[Text — start]

Chapter 6 – Bull & Rachlew
Investigative Interviewing: From England to Norway and Beyond
Abstract
In many places throughout world suspects (and sometimes witnesses/victims) are still interrogated in a coercive, pressurising manner. The beliefs underlying such practices are examined, as are offenders’ opinions which support the efficacy of a more ‘humanitarian’ approach. A seismic shift away from interrogating that commenced in 1992 in England and Wales (involving the ‘PEACE’ investigative interviewing approach) is described, together with the research that underpinned this method. Later UK work on its effectiveness is then outlined. After this is reviewed more recent research from many countries that also has found a ‘rapport’ based, ‘humane’ approach to be effective. Thus, a number of investigative organisations have replaced interrogating with investigative interviewing and a greater number are in the process of doing so. The Norwegian Police experience will be described. The chapter concludes with an account of the recent United Nations recommendation to all countries to adopt this type of approach.

[Text — finish]
[Source material — start]

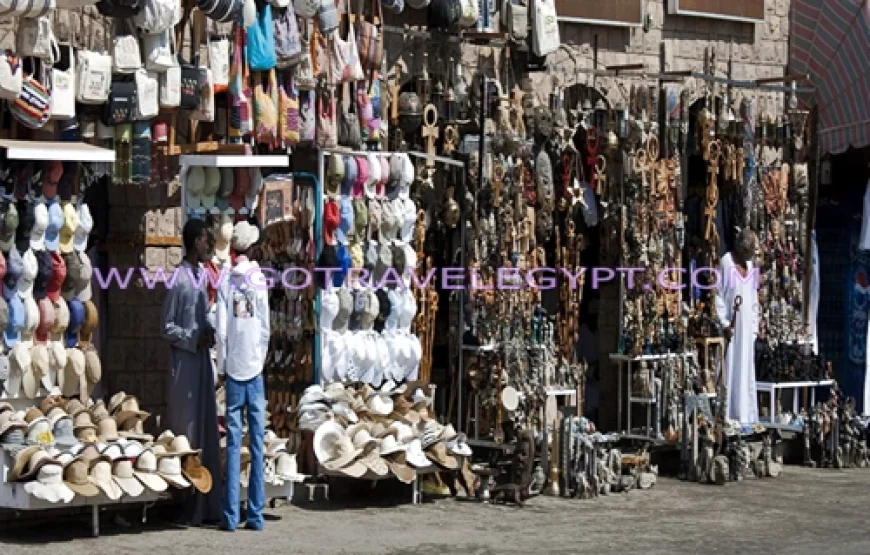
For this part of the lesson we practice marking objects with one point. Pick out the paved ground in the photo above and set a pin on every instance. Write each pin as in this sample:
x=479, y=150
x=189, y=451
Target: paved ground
x=803, y=511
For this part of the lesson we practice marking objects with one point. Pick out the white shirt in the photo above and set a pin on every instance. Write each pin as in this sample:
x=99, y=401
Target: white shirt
x=864, y=239
x=242, y=322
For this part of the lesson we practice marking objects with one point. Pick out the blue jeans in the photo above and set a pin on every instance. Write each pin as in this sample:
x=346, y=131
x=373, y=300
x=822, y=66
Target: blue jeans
x=250, y=396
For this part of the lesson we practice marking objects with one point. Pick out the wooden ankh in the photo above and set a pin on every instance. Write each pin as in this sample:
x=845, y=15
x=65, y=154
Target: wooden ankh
x=430, y=132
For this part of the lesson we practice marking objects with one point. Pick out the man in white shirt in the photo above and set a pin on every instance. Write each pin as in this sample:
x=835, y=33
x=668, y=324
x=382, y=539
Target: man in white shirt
x=242, y=341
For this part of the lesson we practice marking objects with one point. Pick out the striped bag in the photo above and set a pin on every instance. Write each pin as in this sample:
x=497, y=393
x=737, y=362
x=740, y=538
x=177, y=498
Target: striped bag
x=32, y=108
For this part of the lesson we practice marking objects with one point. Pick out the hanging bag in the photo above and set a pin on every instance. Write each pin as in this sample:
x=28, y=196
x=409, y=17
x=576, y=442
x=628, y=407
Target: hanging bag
x=288, y=42
x=11, y=76
x=349, y=126
x=157, y=16
x=371, y=38
x=222, y=11
x=470, y=12
x=126, y=57
x=35, y=38
x=219, y=62
x=32, y=107
x=339, y=70
x=516, y=16
x=160, y=51
x=304, y=77
x=205, y=109
x=288, y=112
x=120, y=108
x=147, y=94
x=353, y=61
x=307, y=116
x=261, y=42
x=63, y=79
x=94, y=75
x=545, y=27
x=327, y=17
x=326, y=132
x=241, y=112
x=191, y=76
x=170, y=88
x=265, y=111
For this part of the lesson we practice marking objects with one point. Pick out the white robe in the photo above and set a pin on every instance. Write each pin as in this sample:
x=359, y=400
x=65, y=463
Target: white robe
x=742, y=400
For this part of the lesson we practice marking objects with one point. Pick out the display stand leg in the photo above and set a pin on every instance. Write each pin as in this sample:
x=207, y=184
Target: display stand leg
x=95, y=521
x=773, y=405
x=619, y=397
x=628, y=394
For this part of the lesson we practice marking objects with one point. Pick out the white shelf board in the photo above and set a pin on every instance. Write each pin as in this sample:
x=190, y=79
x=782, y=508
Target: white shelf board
x=60, y=151
x=236, y=160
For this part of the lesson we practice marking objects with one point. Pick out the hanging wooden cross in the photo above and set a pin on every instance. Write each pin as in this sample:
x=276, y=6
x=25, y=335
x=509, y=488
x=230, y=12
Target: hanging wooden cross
x=450, y=139
x=430, y=132
x=713, y=155
x=600, y=175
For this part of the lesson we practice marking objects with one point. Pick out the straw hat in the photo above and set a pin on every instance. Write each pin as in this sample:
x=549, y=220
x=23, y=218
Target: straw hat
x=398, y=465
x=145, y=469
x=108, y=430
x=437, y=453
x=197, y=474
x=75, y=476
x=48, y=483
x=129, y=408
x=126, y=479
x=332, y=447
x=169, y=468
x=177, y=446
x=101, y=476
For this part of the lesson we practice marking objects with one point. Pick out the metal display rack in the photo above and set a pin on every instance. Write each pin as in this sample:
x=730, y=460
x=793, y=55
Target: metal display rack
x=625, y=363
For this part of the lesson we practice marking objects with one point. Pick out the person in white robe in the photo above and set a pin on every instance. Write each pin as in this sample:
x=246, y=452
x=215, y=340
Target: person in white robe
x=738, y=276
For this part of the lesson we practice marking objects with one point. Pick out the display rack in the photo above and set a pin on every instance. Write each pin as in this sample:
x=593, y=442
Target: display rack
x=416, y=497
x=60, y=151
x=625, y=363
x=771, y=389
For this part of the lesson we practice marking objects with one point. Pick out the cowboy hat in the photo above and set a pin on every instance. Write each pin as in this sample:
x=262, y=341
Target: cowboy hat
x=75, y=476
x=145, y=470
x=438, y=453
x=332, y=447
x=101, y=476
x=22, y=460
x=169, y=468
x=122, y=473
x=398, y=465
x=48, y=482
x=197, y=474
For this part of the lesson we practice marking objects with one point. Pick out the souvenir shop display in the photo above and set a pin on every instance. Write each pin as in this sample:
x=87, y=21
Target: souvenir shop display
x=65, y=449
x=375, y=433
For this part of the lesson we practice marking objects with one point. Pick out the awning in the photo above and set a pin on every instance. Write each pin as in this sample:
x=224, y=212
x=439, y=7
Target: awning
x=60, y=151
x=830, y=42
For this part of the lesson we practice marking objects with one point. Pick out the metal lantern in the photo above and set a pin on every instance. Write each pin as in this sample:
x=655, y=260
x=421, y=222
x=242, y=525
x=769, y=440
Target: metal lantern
x=601, y=115
x=438, y=97
x=621, y=121
x=410, y=112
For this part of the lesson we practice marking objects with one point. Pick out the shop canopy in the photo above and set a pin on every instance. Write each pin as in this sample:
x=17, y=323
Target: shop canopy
x=830, y=42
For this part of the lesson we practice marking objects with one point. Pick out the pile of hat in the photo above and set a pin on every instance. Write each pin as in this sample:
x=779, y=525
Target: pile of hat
x=64, y=448
x=363, y=432
x=367, y=336
x=369, y=218
x=279, y=459
x=46, y=312
x=221, y=191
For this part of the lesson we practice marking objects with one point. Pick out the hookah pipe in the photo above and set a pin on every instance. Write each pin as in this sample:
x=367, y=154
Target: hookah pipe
x=722, y=388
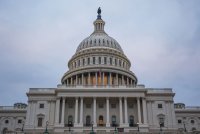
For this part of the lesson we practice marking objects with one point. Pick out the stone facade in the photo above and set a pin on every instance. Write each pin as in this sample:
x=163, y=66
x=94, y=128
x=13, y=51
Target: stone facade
x=100, y=91
x=12, y=118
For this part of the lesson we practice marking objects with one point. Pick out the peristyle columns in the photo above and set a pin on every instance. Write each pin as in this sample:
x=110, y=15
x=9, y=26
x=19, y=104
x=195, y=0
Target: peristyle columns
x=107, y=113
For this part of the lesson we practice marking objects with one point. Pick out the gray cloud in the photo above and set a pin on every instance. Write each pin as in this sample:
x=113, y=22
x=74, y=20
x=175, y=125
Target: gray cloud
x=37, y=38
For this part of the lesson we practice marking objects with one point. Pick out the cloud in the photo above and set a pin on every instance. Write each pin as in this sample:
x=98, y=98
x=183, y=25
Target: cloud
x=37, y=38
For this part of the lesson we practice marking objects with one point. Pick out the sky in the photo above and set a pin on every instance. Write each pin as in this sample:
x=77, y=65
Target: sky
x=160, y=38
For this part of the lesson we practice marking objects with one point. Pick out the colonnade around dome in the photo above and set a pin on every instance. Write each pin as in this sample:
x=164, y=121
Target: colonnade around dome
x=100, y=78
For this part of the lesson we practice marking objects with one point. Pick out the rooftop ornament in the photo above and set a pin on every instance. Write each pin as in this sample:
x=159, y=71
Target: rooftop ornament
x=99, y=13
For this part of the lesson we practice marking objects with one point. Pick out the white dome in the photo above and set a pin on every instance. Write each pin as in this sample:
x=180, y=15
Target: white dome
x=99, y=40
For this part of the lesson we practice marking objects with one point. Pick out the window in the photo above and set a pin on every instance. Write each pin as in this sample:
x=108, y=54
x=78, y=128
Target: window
x=79, y=63
x=70, y=105
x=131, y=121
x=110, y=61
x=179, y=121
x=116, y=62
x=41, y=105
x=113, y=105
x=40, y=120
x=88, y=61
x=192, y=121
x=100, y=105
x=93, y=60
x=161, y=121
x=120, y=63
x=99, y=60
x=130, y=105
x=70, y=121
x=88, y=120
x=159, y=105
x=83, y=62
x=19, y=121
x=6, y=121
x=88, y=105
x=114, y=120
x=105, y=60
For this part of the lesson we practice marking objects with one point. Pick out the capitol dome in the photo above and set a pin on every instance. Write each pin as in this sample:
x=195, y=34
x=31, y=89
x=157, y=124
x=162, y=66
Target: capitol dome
x=99, y=38
x=99, y=61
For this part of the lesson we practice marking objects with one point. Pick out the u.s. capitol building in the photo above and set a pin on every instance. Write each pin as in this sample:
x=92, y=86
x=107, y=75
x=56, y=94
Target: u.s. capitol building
x=99, y=90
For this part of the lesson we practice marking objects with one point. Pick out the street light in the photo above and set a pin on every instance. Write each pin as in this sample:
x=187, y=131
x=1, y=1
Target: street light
x=138, y=127
x=184, y=127
x=69, y=125
x=46, y=131
x=116, y=132
x=160, y=126
x=22, y=126
x=92, y=131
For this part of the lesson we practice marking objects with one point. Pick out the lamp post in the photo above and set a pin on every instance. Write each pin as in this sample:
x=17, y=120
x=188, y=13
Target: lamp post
x=22, y=126
x=116, y=132
x=46, y=131
x=92, y=131
x=184, y=127
x=69, y=125
x=160, y=127
x=138, y=127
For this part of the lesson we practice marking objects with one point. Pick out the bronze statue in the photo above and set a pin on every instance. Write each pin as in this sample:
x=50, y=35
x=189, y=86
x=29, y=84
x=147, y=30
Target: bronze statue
x=99, y=11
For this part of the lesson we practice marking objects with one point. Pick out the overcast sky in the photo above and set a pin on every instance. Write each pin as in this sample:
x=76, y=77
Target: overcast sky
x=160, y=37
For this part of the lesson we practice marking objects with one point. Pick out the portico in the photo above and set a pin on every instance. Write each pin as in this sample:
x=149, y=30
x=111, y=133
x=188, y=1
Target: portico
x=102, y=109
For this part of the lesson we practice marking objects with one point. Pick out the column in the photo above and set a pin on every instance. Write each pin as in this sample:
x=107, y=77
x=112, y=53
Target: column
x=66, y=82
x=94, y=112
x=76, y=111
x=127, y=79
x=107, y=113
x=82, y=82
x=144, y=110
x=76, y=80
x=139, y=114
x=117, y=80
x=89, y=81
x=123, y=80
x=96, y=78
x=81, y=112
x=131, y=82
x=120, y=112
x=125, y=110
x=71, y=81
x=57, y=111
x=110, y=79
x=103, y=79
x=63, y=112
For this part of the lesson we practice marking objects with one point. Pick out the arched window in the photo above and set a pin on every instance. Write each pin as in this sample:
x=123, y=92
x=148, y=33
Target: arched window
x=131, y=121
x=40, y=121
x=100, y=120
x=5, y=130
x=40, y=118
x=6, y=121
x=161, y=120
x=70, y=120
x=114, y=123
x=88, y=120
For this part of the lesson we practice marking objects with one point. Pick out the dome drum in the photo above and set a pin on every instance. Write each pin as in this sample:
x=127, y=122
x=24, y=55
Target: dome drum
x=99, y=61
x=100, y=78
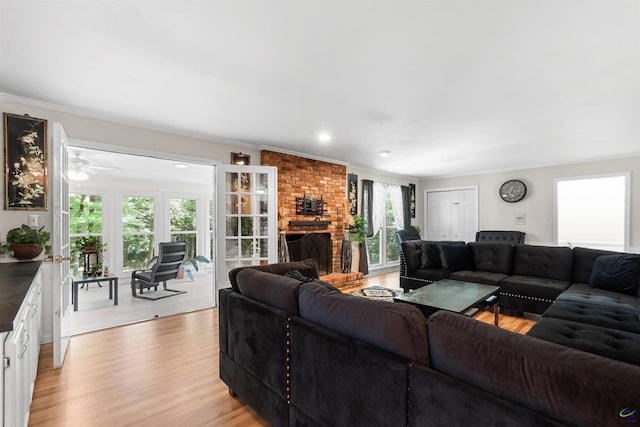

[Source material — finish]

According to the chapter abstract, in what year did England and Wales begin moving away from interrogating suspects? Answer using only the chapter abstract, not the material.

▸ **Task solution**:
1992